* [Task]
Please gather every line in the records below that contains the word "grass" and copy each of those lines in full.

(Excerpts from a point labeling dataset)
========================================================================

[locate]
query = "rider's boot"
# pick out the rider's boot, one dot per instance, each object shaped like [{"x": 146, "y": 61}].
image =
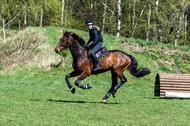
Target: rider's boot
[{"x": 96, "y": 65}]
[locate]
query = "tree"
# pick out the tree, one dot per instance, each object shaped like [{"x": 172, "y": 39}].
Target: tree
[
  {"x": 4, "y": 15},
  {"x": 118, "y": 18}
]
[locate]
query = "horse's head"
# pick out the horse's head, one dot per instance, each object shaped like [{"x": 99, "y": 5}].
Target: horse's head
[{"x": 64, "y": 42}]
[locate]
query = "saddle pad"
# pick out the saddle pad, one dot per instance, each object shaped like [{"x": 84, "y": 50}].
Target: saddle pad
[{"x": 102, "y": 52}]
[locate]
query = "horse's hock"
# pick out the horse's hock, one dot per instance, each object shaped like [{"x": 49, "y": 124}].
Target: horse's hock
[{"x": 172, "y": 85}]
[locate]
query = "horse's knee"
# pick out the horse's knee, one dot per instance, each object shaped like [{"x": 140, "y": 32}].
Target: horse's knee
[
  {"x": 124, "y": 80},
  {"x": 67, "y": 77},
  {"x": 77, "y": 83}
]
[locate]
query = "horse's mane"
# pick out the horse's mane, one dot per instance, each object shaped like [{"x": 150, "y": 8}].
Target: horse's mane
[{"x": 78, "y": 39}]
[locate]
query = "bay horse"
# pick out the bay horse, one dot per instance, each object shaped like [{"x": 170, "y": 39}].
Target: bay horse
[{"x": 116, "y": 61}]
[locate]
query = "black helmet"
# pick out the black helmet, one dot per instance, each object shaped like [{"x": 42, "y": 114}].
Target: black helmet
[{"x": 90, "y": 22}]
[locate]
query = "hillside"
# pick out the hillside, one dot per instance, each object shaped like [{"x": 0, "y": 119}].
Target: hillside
[{"x": 34, "y": 92}]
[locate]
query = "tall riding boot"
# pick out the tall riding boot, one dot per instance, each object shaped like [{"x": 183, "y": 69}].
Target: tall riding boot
[{"x": 96, "y": 65}]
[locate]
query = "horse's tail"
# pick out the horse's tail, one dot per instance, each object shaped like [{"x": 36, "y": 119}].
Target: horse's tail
[{"x": 133, "y": 68}]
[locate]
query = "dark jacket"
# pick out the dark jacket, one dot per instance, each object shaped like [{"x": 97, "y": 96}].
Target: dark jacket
[{"x": 95, "y": 36}]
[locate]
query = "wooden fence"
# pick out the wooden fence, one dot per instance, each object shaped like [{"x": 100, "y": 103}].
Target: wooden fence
[{"x": 172, "y": 85}]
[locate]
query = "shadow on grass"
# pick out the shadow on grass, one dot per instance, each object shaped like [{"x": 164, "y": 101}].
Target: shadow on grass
[
  {"x": 67, "y": 101},
  {"x": 78, "y": 102}
]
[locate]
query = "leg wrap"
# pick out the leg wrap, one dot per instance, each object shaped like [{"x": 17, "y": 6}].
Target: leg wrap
[{"x": 117, "y": 87}]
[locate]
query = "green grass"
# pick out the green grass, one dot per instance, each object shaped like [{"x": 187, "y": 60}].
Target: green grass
[{"x": 35, "y": 96}]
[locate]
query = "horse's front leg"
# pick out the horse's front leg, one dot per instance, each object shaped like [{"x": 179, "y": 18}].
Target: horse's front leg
[
  {"x": 72, "y": 74},
  {"x": 82, "y": 76}
]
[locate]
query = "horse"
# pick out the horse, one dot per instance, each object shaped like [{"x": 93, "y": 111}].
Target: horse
[{"x": 115, "y": 61}]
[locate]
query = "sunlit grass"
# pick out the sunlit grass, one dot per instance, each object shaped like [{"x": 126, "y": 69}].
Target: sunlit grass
[{"x": 37, "y": 96}]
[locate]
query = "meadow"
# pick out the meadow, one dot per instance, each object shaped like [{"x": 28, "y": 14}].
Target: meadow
[{"x": 34, "y": 92}]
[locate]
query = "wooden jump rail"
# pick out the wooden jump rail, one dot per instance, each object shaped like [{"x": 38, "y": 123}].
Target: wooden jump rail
[{"x": 172, "y": 85}]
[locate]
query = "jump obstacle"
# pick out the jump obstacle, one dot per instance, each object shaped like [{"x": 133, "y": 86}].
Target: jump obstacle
[{"x": 172, "y": 85}]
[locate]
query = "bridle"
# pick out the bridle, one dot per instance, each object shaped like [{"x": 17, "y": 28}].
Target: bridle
[{"x": 64, "y": 43}]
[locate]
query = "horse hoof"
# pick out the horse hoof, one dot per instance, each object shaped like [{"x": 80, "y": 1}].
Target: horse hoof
[
  {"x": 88, "y": 86},
  {"x": 104, "y": 101},
  {"x": 73, "y": 90},
  {"x": 114, "y": 95}
]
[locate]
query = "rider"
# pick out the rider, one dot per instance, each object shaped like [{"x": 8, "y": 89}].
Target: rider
[{"x": 97, "y": 39}]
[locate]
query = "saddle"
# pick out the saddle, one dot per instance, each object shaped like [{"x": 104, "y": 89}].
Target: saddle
[{"x": 100, "y": 54}]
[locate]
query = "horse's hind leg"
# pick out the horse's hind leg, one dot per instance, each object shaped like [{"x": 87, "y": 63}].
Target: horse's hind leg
[
  {"x": 80, "y": 78},
  {"x": 123, "y": 80},
  {"x": 114, "y": 83}
]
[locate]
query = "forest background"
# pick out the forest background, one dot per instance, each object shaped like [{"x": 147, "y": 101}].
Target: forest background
[{"x": 167, "y": 21}]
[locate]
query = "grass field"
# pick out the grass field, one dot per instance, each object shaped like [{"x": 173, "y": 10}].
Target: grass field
[{"x": 33, "y": 95}]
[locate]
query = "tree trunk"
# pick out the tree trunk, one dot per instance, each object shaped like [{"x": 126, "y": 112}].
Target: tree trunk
[
  {"x": 147, "y": 32},
  {"x": 62, "y": 14},
  {"x": 4, "y": 35},
  {"x": 41, "y": 17},
  {"x": 155, "y": 16},
  {"x": 118, "y": 18},
  {"x": 159, "y": 30},
  {"x": 104, "y": 16},
  {"x": 142, "y": 11},
  {"x": 65, "y": 14},
  {"x": 178, "y": 29},
  {"x": 25, "y": 15},
  {"x": 185, "y": 39},
  {"x": 133, "y": 22}
]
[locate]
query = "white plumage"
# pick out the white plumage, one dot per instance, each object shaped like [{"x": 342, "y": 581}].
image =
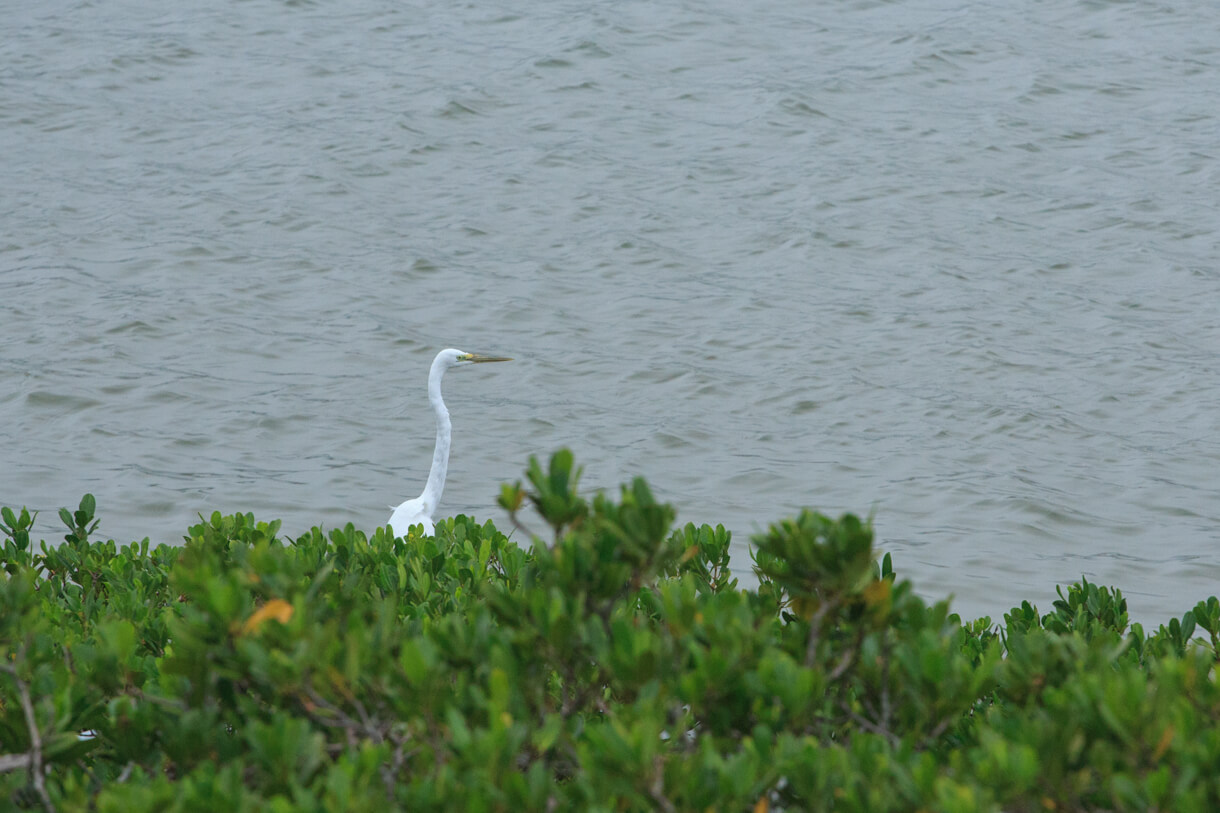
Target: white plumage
[{"x": 419, "y": 510}]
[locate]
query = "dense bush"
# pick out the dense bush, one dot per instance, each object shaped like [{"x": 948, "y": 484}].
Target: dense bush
[{"x": 615, "y": 664}]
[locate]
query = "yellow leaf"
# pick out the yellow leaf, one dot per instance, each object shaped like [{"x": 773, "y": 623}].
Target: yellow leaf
[{"x": 276, "y": 608}]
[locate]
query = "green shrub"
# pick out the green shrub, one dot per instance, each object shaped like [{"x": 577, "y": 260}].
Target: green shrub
[{"x": 613, "y": 664}]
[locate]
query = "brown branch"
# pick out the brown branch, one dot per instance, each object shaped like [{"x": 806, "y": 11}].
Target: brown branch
[{"x": 35, "y": 739}]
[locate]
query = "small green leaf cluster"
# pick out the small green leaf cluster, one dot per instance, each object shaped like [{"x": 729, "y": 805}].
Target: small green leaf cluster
[{"x": 613, "y": 664}]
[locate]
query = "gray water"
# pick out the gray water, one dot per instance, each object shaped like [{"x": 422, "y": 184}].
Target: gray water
[{"x": 954, "y": 264}]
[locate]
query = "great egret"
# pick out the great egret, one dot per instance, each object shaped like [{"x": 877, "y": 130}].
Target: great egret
[{"x": 419, "y": 510}]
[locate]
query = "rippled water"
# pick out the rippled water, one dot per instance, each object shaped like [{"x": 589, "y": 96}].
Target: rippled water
[{"x": 955, "y": 264}]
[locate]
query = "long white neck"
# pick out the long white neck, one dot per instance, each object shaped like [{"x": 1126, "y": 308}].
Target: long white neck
[{"x": 432, "y": 491}]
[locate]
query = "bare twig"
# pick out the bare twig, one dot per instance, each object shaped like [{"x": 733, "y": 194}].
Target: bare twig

========================================================================

* [Correct response]
query = "shadow on grass"
# pick out the shadow on grass, one dot per instance, each object shaped like [{"x": 164, "y": 101}].
Target: shadow on grass
query = "green grass"
# pick out the green grass, one dot per instance, each object shaped like [{"x": 187, "y": 60}].
Target: green grass
query = "sunlit grass"
# pick out the sunlit grass, one dot per instance, each object shaped like [{"x": 126, "y": 69}].
Target: sunlit grass
query = "grass field"
# pick out the grass field, one dot per instance, each object shaped like [{"x": 173, "y": 10}].
Target: grass field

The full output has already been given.